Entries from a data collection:
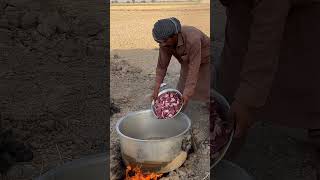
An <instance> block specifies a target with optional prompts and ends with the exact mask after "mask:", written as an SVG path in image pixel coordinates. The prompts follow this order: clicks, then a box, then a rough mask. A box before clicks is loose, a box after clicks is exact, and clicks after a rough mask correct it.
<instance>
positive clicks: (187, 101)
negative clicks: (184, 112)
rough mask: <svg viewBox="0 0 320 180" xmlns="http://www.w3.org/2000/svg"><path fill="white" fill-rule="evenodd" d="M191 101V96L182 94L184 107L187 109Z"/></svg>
mask: <svg viewBox="0 0 320 180" xmlns="http://www.w3.org/2000/svg"><path fill="white" fill-rule="evenodd" d="M188 102H189V96H186V95H182V103H183V109H185V108H186V107H187V105H188Z"/></svg>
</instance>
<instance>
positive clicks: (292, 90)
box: [217, 0, 320, 153]
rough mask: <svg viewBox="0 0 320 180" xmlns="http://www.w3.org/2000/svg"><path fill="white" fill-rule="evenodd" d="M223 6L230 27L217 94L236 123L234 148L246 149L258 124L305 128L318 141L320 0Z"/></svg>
mask: <svg viewBox="0 0 320 180" xmlns="http://www.w3.org/2000/svg"><path fill="white" fill-rule="evenodd" d="M221 2H222V4H224V5H225V6H226V9H227V11H226V12H227V23H226V31H225V33H226V34H225V45H224V49H223V53H222V56H221V66H220V67H217V69H219V70H218V77H217V79H218V82H217V84H218V86H217V89H218V91H219V92H220V93H222V95H224V96H225V97H226V98H227V99H228V101H229V102H230V103H231V109H230V117H232V118H231V119H233V120H236V121H237V130H236V137H235V141H234V142H235V143H234V147H236V146H237V143H238V147H240V146H241V144H243V140H244V139H245V137H246V134H247V131H248V128H250V127H251V125H252V124H253V122H254V121H255V120H256V119H265V120H269V121H273V122H276V123H279V124H282V125H285V126H289V127H294V128H304V129H306V130H307V132H308V135H309V136H308V138H309V140H312V139H313V140H314V141H312V142H317V139H316V137H319V136H320V134H318V136H317V133H319V132H320V131H319V128H320V70H319V68H320V57H319V52H320V46H319V43H320V20H319V19H320V1H319V0H221ZM313 137H314V138H313ZM231 153H232V150H231Z"/></svg>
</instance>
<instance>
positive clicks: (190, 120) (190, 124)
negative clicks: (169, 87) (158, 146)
mask: <svg viewBox="0 0 320 180" xmlns="http://www.w3.org/2000/svg"><path fill="white" fill-rule="evenodd" d="M150 111H152V110H150V109H149V110H141V111H135V112H129V113H128V114H127V115H126V116H124V117H122V118H121V119H120V120H118V122H117V124H116V130H117V133H118V134H119V135H120V136H122V137H125V138H127V139H130V140H133V141H138V142H160V141H167V140H170V139H174V138H179V137H180V136H183V135H184V134H186V132H188V131H189V130H190V128H191V120H190V118H189V117H188V116H187V115H186V114H184V113H182V112H181V113H180V114H181V115H182V116H184V117H185V119H186V120H187V122H188V127H187V128H186V129H185V130H184V131H183V132H182V133H180V134H178V135H175V136H172V137H168V138H164V139H151V140H149V139H148V140H147V139H136V138H133V137H129V136H126V135H124V134H123V133H122V132H121V131H120V129H119V125H120V123H122V121H124V119H126V118H127V117H128V116H130V115H133V114H141V113H146V112H150ZM159 121H161V120H159Z"/></svg>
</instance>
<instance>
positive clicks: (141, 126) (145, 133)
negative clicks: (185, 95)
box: [116, 110, 191, 171]
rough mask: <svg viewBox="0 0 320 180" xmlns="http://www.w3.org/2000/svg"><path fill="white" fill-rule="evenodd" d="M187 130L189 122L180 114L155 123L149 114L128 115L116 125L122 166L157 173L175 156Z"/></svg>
mask: <svg viewBox="0 0 320 180" xmlns="http://www.w3.org/2000/svg"><path fill="white" fill-rule="evenodd" d="M190 127H191V120H190V119H189V118H188V116H187V115H185V114H184V113H179V114H178V115H177V116H176V117H174V118H172V119H170V120H161V119H157V118H156V117H155V116H154V115H153V112H152V110H143V111H138V112H131V113H129V114H128V115H127V116H125V117H123V118H121V119H120V120H119V121H118V122H117V125H116V130H117V133H118V134H119V136H120V147H121V155H122V158H123V160H124V162H125V164H126V165H128V164H131V165H140V166H141V168H142V170H144V171H158V170H159V169H160V168H161V167H163V166H165V165H167V164H168V163H169V162H171V161H172V160H173V159H174V158H175V157H177V156H178V155H179V153H180V152H181V145H182V140H183V138H184V135H185V134H186V133H187V131H188V130H189V129H190Z"/></svg>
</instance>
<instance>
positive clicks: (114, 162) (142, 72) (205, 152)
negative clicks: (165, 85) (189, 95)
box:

Aim of the exercise:
Can you copy the entries from their start through the line containing "101V96L182 94L184 107L187", with both ends included and the pictures left out?

Written reply:
An <instance> block specifies a target with optional prompts and ends with the exact mask after "mask:", written as an SVG path in image pixel coordinates. The prompts follow this order: clicks, then a box, then a rough mask. A box before clicks is loose, a box after clicks is exact, and clicks after a rough mask correct it.
<instance>
positive clicks: (187, 101)
negative clicks: (184, 112)
rough mask: <svg viewBox="0 0 320 180" xmlns="http://www.w3.org/2000/svg"><path fill="white" fill-rule="evenodd" d="M191 101V96L182 94L184 107L187 109Z"/></svg>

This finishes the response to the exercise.